## Begin ITEMS

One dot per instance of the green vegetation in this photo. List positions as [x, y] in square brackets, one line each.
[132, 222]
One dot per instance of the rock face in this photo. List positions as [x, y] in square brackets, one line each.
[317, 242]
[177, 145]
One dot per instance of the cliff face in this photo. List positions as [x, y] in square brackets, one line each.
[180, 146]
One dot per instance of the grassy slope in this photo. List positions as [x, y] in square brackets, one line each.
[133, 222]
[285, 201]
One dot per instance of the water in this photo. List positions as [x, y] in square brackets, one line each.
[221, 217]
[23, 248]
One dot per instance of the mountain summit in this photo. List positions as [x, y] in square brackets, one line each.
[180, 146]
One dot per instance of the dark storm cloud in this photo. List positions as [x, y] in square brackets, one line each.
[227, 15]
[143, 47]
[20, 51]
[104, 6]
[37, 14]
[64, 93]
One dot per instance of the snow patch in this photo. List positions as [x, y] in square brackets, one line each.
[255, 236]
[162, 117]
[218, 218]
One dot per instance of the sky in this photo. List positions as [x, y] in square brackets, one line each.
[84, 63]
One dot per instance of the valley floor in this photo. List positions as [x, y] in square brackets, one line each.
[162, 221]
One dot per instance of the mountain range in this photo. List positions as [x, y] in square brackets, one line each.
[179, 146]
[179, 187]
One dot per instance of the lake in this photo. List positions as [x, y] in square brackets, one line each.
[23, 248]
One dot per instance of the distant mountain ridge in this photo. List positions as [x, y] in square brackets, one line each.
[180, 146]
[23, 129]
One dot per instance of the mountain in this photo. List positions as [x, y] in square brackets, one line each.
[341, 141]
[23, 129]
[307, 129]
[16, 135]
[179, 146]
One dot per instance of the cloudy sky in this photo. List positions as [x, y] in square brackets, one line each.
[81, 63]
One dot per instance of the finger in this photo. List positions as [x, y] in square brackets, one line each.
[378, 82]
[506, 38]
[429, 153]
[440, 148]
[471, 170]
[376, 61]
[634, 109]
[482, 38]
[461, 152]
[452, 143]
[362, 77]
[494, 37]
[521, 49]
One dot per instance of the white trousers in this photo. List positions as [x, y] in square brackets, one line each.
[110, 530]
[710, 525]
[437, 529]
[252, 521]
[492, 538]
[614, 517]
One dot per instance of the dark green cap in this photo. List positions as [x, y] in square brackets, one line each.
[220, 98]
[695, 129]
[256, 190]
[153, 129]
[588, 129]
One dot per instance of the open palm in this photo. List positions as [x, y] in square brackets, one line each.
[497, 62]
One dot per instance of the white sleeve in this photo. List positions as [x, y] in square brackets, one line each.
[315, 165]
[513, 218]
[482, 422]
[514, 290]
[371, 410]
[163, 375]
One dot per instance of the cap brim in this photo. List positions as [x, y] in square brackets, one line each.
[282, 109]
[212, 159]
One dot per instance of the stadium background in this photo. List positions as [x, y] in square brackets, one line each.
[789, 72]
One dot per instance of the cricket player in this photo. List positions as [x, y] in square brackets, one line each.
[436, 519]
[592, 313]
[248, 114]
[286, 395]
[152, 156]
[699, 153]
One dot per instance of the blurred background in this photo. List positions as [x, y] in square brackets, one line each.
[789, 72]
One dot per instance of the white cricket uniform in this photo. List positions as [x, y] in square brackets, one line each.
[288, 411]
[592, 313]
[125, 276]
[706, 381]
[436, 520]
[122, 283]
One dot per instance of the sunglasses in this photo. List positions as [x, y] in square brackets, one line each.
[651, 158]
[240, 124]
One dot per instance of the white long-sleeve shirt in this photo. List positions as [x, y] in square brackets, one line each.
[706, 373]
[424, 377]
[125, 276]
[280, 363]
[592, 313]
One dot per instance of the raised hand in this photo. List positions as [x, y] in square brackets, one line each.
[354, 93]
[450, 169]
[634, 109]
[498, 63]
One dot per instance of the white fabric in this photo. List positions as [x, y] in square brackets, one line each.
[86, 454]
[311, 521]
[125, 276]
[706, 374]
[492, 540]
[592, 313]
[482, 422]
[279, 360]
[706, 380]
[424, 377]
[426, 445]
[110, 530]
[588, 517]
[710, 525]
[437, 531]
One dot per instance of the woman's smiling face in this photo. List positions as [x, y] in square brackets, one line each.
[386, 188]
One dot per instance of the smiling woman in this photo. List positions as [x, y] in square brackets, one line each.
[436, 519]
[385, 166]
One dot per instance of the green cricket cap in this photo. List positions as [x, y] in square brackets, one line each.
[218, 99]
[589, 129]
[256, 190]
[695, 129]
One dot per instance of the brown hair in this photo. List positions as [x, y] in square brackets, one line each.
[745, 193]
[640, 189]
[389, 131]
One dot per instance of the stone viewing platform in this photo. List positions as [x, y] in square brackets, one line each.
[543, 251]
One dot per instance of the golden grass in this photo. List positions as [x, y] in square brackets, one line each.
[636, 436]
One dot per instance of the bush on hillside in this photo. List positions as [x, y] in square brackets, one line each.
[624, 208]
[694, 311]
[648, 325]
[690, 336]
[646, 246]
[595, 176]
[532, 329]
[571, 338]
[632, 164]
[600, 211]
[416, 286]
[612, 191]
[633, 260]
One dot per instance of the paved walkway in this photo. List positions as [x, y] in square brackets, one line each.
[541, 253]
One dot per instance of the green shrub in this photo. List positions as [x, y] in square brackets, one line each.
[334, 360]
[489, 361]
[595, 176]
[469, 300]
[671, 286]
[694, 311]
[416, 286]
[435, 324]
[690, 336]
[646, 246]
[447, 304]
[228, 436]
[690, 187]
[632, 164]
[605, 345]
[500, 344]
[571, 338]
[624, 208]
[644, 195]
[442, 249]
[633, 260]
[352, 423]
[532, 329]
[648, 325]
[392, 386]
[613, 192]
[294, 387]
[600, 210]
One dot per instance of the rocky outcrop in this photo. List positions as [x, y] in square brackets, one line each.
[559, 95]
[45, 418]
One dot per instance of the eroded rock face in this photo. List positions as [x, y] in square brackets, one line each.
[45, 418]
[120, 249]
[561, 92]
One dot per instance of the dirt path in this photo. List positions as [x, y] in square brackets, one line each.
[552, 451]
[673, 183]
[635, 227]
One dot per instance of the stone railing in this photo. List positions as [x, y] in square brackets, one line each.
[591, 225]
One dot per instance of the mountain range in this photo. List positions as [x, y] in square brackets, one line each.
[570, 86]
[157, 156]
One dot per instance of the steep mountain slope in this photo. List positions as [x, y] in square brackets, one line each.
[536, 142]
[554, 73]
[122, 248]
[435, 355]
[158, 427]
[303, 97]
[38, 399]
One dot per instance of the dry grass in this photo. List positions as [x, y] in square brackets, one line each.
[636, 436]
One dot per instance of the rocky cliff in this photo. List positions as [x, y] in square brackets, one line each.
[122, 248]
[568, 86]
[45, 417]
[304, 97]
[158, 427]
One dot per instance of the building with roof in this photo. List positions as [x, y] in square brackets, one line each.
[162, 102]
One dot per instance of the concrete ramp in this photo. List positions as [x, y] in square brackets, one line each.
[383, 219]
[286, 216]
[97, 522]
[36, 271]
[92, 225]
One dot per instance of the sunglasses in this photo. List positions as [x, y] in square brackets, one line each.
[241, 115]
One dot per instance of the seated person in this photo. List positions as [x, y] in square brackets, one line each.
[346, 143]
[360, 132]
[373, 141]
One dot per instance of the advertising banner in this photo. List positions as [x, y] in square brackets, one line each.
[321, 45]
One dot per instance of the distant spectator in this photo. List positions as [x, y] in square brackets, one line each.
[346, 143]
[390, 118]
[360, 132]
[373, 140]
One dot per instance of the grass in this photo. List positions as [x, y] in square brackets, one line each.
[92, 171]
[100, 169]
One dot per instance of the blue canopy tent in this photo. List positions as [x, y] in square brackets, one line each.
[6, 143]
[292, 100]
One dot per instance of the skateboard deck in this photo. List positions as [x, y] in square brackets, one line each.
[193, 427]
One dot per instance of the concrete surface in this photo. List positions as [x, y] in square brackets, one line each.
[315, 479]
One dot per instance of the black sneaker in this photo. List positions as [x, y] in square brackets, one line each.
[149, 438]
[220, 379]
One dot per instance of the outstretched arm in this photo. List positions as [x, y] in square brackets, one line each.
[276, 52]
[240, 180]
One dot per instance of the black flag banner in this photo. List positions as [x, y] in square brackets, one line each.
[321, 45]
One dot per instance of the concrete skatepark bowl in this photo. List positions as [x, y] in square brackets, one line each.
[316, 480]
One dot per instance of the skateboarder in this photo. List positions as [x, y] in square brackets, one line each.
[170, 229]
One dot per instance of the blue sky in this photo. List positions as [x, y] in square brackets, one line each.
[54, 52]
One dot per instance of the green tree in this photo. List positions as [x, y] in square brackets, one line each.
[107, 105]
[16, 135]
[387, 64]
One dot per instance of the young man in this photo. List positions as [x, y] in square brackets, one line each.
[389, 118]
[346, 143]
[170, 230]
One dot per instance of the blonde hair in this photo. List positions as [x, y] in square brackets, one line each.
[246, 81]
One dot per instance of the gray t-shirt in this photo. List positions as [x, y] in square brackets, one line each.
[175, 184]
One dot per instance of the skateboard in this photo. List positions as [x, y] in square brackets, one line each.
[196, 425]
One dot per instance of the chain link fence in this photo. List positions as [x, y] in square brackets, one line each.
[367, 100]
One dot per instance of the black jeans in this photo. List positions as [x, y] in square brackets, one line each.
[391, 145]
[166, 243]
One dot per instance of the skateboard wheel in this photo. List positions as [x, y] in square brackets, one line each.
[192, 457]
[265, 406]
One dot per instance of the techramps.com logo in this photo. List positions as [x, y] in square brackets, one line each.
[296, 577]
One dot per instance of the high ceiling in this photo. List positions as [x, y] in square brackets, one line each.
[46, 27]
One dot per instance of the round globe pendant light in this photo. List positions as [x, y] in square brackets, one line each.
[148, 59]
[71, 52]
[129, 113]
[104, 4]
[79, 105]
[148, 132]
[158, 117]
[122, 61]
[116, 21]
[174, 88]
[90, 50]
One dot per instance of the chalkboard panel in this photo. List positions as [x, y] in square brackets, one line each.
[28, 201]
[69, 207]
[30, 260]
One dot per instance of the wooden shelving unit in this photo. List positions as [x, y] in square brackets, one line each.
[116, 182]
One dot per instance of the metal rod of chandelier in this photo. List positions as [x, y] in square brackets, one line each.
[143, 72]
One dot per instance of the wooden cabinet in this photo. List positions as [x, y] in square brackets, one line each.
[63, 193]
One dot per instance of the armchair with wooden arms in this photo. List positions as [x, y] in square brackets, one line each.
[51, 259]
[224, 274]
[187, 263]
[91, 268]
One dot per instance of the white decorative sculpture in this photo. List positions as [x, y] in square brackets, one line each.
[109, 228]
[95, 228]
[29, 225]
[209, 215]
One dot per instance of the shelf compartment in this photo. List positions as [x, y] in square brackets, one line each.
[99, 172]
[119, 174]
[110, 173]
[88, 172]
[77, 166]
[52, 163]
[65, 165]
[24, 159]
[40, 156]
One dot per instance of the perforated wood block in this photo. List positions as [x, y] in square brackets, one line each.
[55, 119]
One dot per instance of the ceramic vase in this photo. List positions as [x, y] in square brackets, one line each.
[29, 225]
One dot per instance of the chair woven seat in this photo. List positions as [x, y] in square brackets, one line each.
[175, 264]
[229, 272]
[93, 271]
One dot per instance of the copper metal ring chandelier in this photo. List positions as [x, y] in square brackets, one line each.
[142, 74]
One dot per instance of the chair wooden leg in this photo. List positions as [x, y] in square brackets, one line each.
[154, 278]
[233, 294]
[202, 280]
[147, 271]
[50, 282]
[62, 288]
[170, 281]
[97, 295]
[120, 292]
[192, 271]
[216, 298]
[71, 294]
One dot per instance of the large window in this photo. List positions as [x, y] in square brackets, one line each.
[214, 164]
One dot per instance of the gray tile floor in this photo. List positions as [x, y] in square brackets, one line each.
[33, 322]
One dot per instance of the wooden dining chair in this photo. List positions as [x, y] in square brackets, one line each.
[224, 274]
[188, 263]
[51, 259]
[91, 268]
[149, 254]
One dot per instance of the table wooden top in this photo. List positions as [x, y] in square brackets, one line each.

## End ITEMS

### WHAT IS EXPECTED
Starting at the line with "One dot per instance of the chair wooden", copy every line up to and including the last one in the entries above.

### RESPONSE TO THIS TASK
One dot per instance of the chair wooden leg in this photo. List positions as [x, y] in square brackets, one line each.
[154, 278]
[233, 294]
[202, 280]
[147, 271]
[50, 282]
[62, 288]
[170, 281]
[97, 295]
[120, 292]
[192, 271]
[216, 298]
[71, 294]
One dot per instance of the large window in this photo. List positions as [x, y] in square brackets, one line each.
[214, 164]
One dot per instance of the gray tile floor in this photo. List positions as [x, y] in square brackets, one line each.
[33, 322]
One dot per instance of the wooden dining chair in this photo. List positions as [x, y] in square brackets, one line each.
[224, 274]
[188, 263]
[51, 259]
[91, 268]
[149, 254]
One dot per instance of the table wooden top in this photo. List positions as [x, y] in square brackets, one line each.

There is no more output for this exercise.